• Pointing records for named objects
-- Start --
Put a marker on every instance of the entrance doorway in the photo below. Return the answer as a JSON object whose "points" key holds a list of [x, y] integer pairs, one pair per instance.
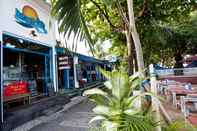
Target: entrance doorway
{"points": [[26, 71]]}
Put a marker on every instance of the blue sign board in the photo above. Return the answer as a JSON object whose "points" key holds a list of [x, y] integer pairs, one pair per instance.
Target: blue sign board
{"points": [[30, 22]]}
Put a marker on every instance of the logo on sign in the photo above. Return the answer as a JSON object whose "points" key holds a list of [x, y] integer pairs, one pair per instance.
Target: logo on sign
{"points": [[64, 62], [29, 19]]}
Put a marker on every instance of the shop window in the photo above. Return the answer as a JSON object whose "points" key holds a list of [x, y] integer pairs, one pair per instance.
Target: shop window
{"points": [[10, 58]]}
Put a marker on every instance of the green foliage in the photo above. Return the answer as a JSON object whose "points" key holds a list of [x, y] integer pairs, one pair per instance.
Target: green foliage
{"points": [[180, 126], [115, 106], [70, 19]]}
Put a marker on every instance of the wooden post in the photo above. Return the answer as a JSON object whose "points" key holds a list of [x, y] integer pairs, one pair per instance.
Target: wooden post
{"points": [[155, 103]]}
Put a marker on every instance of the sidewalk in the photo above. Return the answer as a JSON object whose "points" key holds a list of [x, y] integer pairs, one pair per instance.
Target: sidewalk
{"points": [[40, 121]]}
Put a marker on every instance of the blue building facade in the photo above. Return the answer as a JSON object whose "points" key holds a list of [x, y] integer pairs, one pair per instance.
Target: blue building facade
{"points": [[83, 70]]}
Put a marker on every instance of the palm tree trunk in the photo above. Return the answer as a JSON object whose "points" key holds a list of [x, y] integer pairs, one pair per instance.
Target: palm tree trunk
{"points": [[130, 52], [135, 36]]}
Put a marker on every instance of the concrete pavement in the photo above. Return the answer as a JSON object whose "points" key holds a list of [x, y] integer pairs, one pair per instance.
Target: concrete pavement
{"points": [[74, 117]]}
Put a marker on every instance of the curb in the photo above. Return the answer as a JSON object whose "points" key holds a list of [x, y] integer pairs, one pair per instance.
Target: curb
{"points": [[43, 119]]}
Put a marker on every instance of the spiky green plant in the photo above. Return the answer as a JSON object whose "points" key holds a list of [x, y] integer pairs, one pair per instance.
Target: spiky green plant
{"points": [[115, 105], [180, 126]]}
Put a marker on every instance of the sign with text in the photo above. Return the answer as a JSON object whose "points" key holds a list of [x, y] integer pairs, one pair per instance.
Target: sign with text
{"points": [[64, 62]]}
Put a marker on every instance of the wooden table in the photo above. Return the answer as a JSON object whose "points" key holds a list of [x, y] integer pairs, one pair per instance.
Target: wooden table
{"points": [[179, 91], [14, 98]]}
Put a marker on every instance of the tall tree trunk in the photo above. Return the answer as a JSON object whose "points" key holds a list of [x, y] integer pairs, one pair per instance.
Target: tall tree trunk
{"points": [[130, 52], [135, 62], [135, 36]]}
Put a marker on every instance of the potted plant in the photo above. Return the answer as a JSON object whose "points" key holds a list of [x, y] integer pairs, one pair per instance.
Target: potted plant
{"points": [[115, 104]]}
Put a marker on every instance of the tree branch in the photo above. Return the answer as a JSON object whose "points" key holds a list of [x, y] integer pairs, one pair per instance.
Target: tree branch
{"points": [[144, 9]]}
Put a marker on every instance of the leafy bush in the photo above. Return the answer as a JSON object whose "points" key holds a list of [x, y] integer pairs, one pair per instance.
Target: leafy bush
{"points": [[115, 105]]}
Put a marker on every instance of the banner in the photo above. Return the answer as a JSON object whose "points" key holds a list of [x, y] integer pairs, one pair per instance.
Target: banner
{"points": [[64, 62]]}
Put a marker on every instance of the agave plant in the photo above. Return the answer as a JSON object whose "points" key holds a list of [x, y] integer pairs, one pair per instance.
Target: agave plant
{"points": [[180, 125], [115, 104]]}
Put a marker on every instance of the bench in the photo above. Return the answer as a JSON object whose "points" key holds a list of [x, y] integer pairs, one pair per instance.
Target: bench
{"points": [[14, 98]]}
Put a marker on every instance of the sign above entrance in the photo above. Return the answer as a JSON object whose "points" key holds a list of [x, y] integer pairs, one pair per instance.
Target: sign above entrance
{"points": [[29, 18], [64, 62]]}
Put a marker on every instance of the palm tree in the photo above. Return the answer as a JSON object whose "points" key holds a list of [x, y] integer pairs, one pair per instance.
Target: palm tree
{"points": [[71, 20]]}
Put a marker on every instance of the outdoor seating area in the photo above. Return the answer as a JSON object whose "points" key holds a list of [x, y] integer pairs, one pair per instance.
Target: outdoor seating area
{"points": [[182, 96]]}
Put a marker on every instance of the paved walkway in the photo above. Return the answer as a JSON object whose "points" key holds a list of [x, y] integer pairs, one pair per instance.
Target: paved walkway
{"points": [[73, 118]]}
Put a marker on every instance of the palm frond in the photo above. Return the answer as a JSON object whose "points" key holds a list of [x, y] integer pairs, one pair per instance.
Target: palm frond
{"points": [[71, 21]]}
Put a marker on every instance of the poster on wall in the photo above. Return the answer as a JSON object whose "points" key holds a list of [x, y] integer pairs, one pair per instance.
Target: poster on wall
{"points": [[29, 18], [1, 86], [64, 62]]}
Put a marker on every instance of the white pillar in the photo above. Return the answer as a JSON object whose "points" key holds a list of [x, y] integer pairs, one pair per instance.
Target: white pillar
{"points": [[75, 63]]}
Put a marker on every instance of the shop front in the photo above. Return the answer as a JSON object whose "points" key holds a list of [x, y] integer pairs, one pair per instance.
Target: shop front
{"points": [[27, 37], [77, 70]]}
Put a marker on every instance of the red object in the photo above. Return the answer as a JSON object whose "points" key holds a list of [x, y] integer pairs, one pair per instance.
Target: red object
{"points": [[192, 119], [15, 88]]}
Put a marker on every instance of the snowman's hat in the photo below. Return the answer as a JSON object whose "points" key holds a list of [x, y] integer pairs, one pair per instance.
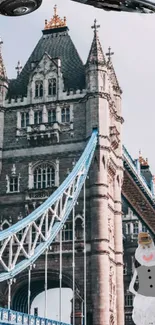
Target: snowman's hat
{"points": [[144, 238]]}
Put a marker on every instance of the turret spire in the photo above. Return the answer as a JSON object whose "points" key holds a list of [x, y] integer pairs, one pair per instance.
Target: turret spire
{"points": [[96, 54], [111, 71], [3, 75]]}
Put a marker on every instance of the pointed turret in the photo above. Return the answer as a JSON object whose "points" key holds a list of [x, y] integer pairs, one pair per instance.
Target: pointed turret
{"points": [[96, 65], [3, 76], [111, 72], [3, 79], [96, 54]]}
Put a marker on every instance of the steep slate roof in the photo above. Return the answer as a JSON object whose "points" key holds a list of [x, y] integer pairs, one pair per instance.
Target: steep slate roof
{"points": [[57, 43], [96, 54]]}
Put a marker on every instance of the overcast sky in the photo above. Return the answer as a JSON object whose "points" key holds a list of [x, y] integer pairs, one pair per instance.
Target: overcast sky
{"points": [[132, 38]]}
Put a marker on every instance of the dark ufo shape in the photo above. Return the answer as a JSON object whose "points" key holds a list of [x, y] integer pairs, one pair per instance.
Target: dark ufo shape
{"points": [[139, 6], [18, 7]]}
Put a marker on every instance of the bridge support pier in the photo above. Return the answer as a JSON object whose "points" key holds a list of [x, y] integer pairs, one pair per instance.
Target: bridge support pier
-- End --
• THE PROBLEM
Copy out all of the data above word for word, leaving out the pictures.

• OUTPUT FOR THIS TASK
Put a marker on every instance of the entrance doorway in the photo below. Return the answer as a JSON object whose "points" key holds a list of [x, y] integer pairs, one pair per instance.
Target: entrance doorway
{"points": [[26, 71]]}
Put a marker on every instance of the blue sign board in the photo above. Return the answer as a JSON object whose "points" key holds a list of [x, y] integer pairs, one pair per instance.
Target: blue sign board
{"points": [[30, 22]]}
Put a marker on every instance of the logo on sign in the photo above. Return the answer as a JSON object whose "points" key holds a list of [x, y] integer pairs, one pair per instance.
Target: logo on sign
{"points": [[64, 62], [29, 19]]}
Put a marker on every instance of the shop window in the photo above. Return the answer as a JSON object whose "points" key holds a list of [x, y] integer pairs, one pair per instance.
Target: shop window
{"points": [[10, 58]]}
Put a marker on every instance of the green foliage in the photo above. Return the answer as a JSON object whose "points" key holds a list of [x, y] integer pairs, one pair per instance.
Target: green foliage
{"points": [[180, 126], [115, 106], [70, 19]]}
Put a marker on every instance of the wooden post in the photo above. Return the answer as a JSON object whose "points" key holds a list of [x, y] integer pairs, one pair per instance.
Target: wooden post
{"points": [[155, 103]]}
Put a marker on every instance of the sidewalk in the photo above. Return the answer as a JSON object whose "points" key holds a list of [x, y] integer pairs, one pair per instance.
Target: sidewalk
{"points": [[40, 121]]}
Put a marker on every instance of the blue building facade in the photo above. Return the answer as a JSON object whose "points" key holds a list of [x, y] integer pairs, one pair per instance.
Target: blue building facade
{"points": [[83, 70]]}
Put a marker on every instance of the palm tree trunk in the photo above. Return the answer as a JSON object whose "points" key holds a list of [x, y] integer pairs, one pair per instance.
Target: palm tree trunk
{"points": [[130, 52], [135, 36]]}
Put a marker on every instance of the concrete pavement in the photo above. Return the answer as a JSON object whose "points" key holds a list of [x, y] integer pairs, one pair per instance.
Target: concrete pavement
{"points": [[74, 117]]}
Put a marker on every instance of the curb in the photo above. Return the answer as a JSON object whose "points" key holds a list of [x, y] integer pairs, one pair per instance.
Target: curb
{"points": [[43, 119]]}
Put a marker on every instance of the spiky green plant in the photo above. Return the answer as a JSON object whose "points" key holds a list of [x, y] integer pairs, one pair per instance.
Target: spiky green plant
{"points": [[115, 105], [180, 126]]}
Put a marker on every instance of the sign with text in the photo above. Return the answer as a JSON object whose "points" key holds a list of [x, y] integer pairs, one pair per instance.
Target: sign with text
{"points": [[64, 62]]}
Put a marker on every instance of the wooden table in the photo above. Return the answer as a JSON object whose "points" key holds a list of [x, y] integer pairs, one pair per instance.
Target: wooden table
{"points": [[179, 91], [14, 98]]}
Put a marker on every instance of the tall tree trunk in the photo above. Return the answer as a JSON object whose "points" key holds a list of [x, y] integer pairs, one pair per instance.
Target: tall tree trunk
{"points": [[130, 52], [135, 62], [135, 36]]}
Put a marker on every instance of the potted plant in the photo above. Return the answer as a JSON object whose "points" key holds a list of [x, y] integer pairs, one pair per instance.
Target: potted plant
{"points": [[115, 104]]}
Put a marker on every instance of the tree branch in the photo above. Return the answer as a JSON object whose "points" key holds a list of [x, y] integer pairs, one pair per instance.
Target: tree branch
{"points": [[144, 9]]}
Put a marker on every instance of the leafy bush in the photo above. Return the answer as a JSON object whose "points" key holds a list of [x, y] integer pairs, one pair per instance.
Target: leafy bush
{"points": [[115, 105]]}
Put a marker on every instance of the banner in the photo above. Return the answer as a JSON object whose "points" key holds a list of [x, y] integer pairs, one pair per instance.
Target: banner
{"points": [[64, 62]]}
Put a marker on every instance of the agave plant in the photo above. Return the answer as a JSON object whose "points" key holds a list of [x, y] integer pairs, one pair per instance.
Target: agave plant
{"points": [[180, 125], [115, 104]]}
Put a marker on every instance of the bench in the photo above. Return the answer as a JSON object whose "points" key holds a list of [x, y] integer pairs, one pair per instance.
Target: bench
{"points": [[14, 98]]}
Put a marker on every instance of the sign above entrance in the photo above. Return the answer as a JSON object whose "points" key holds a list of [x, y] integer pairs, one pair per instance.
Target: sign above entrance
{"points": [[29, 18], [64, 62]]}
Put a marker on every instance of the palm tree in the photo above. Return the answer as a JSON object whose "points" key holds a list of [x, y] integer pairs, one pair per instance.
Target: palm tree
{"points": [[71, 20]]}
Put a marker on every instance of the outdoor seating area in the photo above. Return the answer as a JSON object whose "points" key holds a list of [x, y] integer pairs, one pair per instance.
Target: outdoor seating area
{"points": [[182, 96]]}
Put a marker on every instance of the paved walkway in the photo above. Return the answer as a JSON object whose "points" key holds a list of [x, y] integer pairs, one pair per instance.
Target: paved walkway
{"points": [[73, 118]]}
Put a marker on every instance of the palm frond in the photo above. Return the answer as a JSON object whose "points" key holds a list of [x, y] integer pairs, one pair per instance.
Target: palm frond
{"points": [[71, 21]]}
Put a marker on every instance of the poster on wall in the photo above. Return the answer as a JSON object whose "points" key holds a list of [x, y] integer pairs, one pair per instance.
Target: poster on wall
{"points": [[29, 18], [1, 86], [64, 62]]}
Put a marker on every instance of the white pillar in the photo above. Return the answer as a JSON object whose "points" key holds a list of [x, y] integer pairs, one pair per instance.
Target: white pillar
{"points": [[75, 63]]}
Put a marker on every instance of the shop front in the photo above. Return the answer as a JSON object whose "points" key holds a list of [x, y] integer pairs, one pair per instance.
Target: shop front
{"points": [[27, 37], [77, 70]]}
Put a marker on every instance of the red object in the photo above. Return the answer as a JSON object whose "points" key holds a list of [x, y] integer pairs, one pair per instance.
Target: red object
{"points": [[192, 119], [15, 88]]}
Put a marker on every instance of the snowman's hat in the photo below. Return the answer as a JSON object whose "points" key holds a list of [x, y] integer pairs, one pair per instance.
Target: snowman's hat
{"points": [[144, 238]]}
Put a marker on every instance of the turret spire in the photo above. Return the answer as a JSON object whose "points" key holds a list of [x, y] integer pairs, one pair per instance.
Target: turret spire
{"points": [[96, 54], [111, 71], [3, 75]]}
Put a marker on every instance of the pointed turret in the photo above. Return the answer as a JSON object whose "points" key holds a list of [x, y] integer pairs, one pair per instance.
Target: pointed turret
{"points": [[96, 65], [3, 76], [111, 72], [3, 79], [96, 54]]}
Put a marker on every instance of the steep slate roof in the photo above. Return the answer as a JSON object whose "points" key holds a list of [x, y] integer pairs, one pair per instance.
Target: steep slate roof
{"points": [[57, 43], [96, 54]]}
Put a marker on every instance of the overcast sky in the photo above. Return the answer as a JSON object whose "points" key holds a list of [x, y] integer pairs, one pair per instance.
Target: overcast sky
{"points": [[132, 38]]}
Put a marker on every instance of the dark ufo shape in the photo above. Return the answer as a JSON object whose "points" key holds a list of [x, y] integer pairs, one pair per instance.
Target: dark ufo shape
{"points": [[139, 6], [18, 7]]}
Put a marker on every instance of the bridge support pier in the photo above. Return the answer as a JSON object whose "points" key holds a list of [x, y] integer pairs, one pair per instance.
Target: bridge support pier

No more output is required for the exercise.